[Jobs]
1. Summarize the article on Shaun Cassidy's "Da Doo Ron Ron" in two sentences.
2. In the article on Shaun Cassidy's "Da Doo Ron Ron," why were the nonsense syllables of the title kept in the song?
3. Please carry the article on Shaun Cassidy's "Da Doo Ron Ron" forward from its final sentence.

--- Begin Quoted passage ---

The Number Ones: Shaun Cassidy’s “Da Doo Ron Ron”



According to one of our musical sources:

"Shaun Cassidy – “Da Doo Ron Ron”

HIT #1: July 16, 1977

STAYED AT #1: 1 week

Michael Jackson was the first singer ever to top the Billboard Hot 100 who was younger than the Hot 100 itself. Jackson was born in August 1958, a few weeks after Billboard launched the Hot 100. (The #1 song when Jackson was born was the Elegants’ “Little Star.”) Jackson was 11 when he recorded the lead vocal on the Jackson 5’s “I Want You Back” — a timeless pop classic, one of the best songs ever to top the charts. Two and a half years later, Jackson would land his first #1 as a solo artist: “Ben,” not a classic on the “I Want You Back” level but a great song nonetheless.

Years passed. All through the ’70s, most of the singers topping the Hot 100 were baby boomers, born in the ’40s or early ’50s. And it wasn’t until 1977 — more than seven years after “I Want You Back” — that another singer younger than the Hot 100 would top the Hot 100. (Edmund Sylvers, who sang lead on the Sylvers’ “Boogie Fever,” came close; he was born six months before Billboard started the chart.) Shaun Cassidy, the second person to pull this feat off, did it with a song that was decidedly shittier than “I Want You Back.”





What do you do with a cover song that’s technically more successful than the far better, far more beloved original? Because that’s what we’re dealing with here. The Crystals’ 1963 single “Da Doo Ron Ron” is a joyous nonsense classic of the girl-group era. Phil Spector produced it. He also got a writing credit, along with the great husband-and-wife team of Jeff Barry and Ellie Greenwich. They spent a couple of days writing it in Spector’s office, and the gibberish syllables of the title were originally supposed to be mere placeholders for lyrics that would come later. Spector liked the gibberish, though, so they left it in. (Barry and Greenwich later hit #1 with more gibberish, when Manfred Mann’s cover of their song “Do Wah Diddy Diddy” topped the US chart.)






“Da Doo Ron Ron” sounds huge in that classic Phil Spector way. There’s something almost experimental in the way he layers the sounds — the drone of the saxophone, the relentless pounding of the piano, the way the handclaps merge with Hal Blaine’s drums. It’s mythic nothingness, a song that lives forever in your brain after the first time you hear it. But it wasn’t a #1 single. “Da Doo Ron Ron” peaked at #3. (It’s a 9.)

--- End Quoted passage ---
--- Begin Listed records ---

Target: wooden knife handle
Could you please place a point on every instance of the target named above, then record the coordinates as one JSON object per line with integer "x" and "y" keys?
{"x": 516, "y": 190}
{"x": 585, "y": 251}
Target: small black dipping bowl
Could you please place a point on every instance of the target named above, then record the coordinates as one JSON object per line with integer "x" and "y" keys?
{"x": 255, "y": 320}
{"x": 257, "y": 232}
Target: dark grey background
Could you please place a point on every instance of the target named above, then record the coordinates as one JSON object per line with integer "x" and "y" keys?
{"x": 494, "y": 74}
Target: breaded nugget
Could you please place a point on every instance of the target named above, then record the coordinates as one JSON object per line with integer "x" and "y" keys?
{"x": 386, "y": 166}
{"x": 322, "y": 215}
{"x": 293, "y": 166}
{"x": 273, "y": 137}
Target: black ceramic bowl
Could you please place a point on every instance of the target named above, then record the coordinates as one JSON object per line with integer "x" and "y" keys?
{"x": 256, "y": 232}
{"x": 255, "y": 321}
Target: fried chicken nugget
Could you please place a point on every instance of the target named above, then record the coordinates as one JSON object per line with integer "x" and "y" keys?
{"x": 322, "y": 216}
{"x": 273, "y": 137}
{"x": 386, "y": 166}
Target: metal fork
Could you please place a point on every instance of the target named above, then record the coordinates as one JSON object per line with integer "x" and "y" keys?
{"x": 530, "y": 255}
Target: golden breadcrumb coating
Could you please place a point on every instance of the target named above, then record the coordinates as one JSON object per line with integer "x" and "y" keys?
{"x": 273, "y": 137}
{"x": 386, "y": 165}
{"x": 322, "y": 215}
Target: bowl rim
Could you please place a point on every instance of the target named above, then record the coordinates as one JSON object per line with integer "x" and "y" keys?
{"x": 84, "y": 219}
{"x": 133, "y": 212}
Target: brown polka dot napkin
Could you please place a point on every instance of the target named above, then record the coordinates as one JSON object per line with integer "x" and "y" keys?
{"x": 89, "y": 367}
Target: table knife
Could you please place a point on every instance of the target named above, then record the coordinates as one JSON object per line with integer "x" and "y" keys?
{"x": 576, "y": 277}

--- End Listed records ---

[Answers to the exercises]
1. Michael Jackson was the first singer younger than the Billboard Hot 100 to top it, and Shaun Cassidy became the second in 1977 with a cover of "Da Doo Ron Ron." The Crystals' 1963 original, produced by Phil Spector and co-written with Jeff Barry and Ellie Greenwich, is a girl-group classic that peaked at #3.

2. Phil Spector liked the gibberish, so it was left in.

3.
The Crystals only hit #1 once: 1962’s “He’s A Rebel,” which is only a Crystals song by name. Darlene Love ghost-sang that one with her group the Blossoms, getting no credit for it. None of the actual Crystals are on the song at all. Love has also claimed, at various points, that she sang lead on “Da Doo Ron Ron,” but most people seem to agree that it really was the Crystals’ La La Brooks on that one. (Cher, who has already been in this column a few times and who will be in it again, sang backup on “Da Doo Ron Ron.”) Actually, the Crystals only got into the top 10 three times. Besides “He’s A Rebel” and “Da Doo Ron Ron,” they made it to #6 with 1963’s “Then He Kissed Me.” (It’s a 10.)

Shaun Cassidy has said that “Da Doo Ron Ron” was the first single he ever bought. Cassidy was born in September of 1958, a month and a half after the Hot 100 started. (The #1 song in America at Cassidy’s birth: Domenico Modugno’s “Volare (Nel Blu Dipinto Di Blu).”) Cassidy, like Michael Jackson before him, grew up in a show-business family. Both of his parents, Jack Cassidy and Shirley Jones, were pretty successful actors. When Cassidy was a toddler, his mother won a Best Supporting Actress Oscar for playing a vengeful sex worker in the drama Elmer Gantry.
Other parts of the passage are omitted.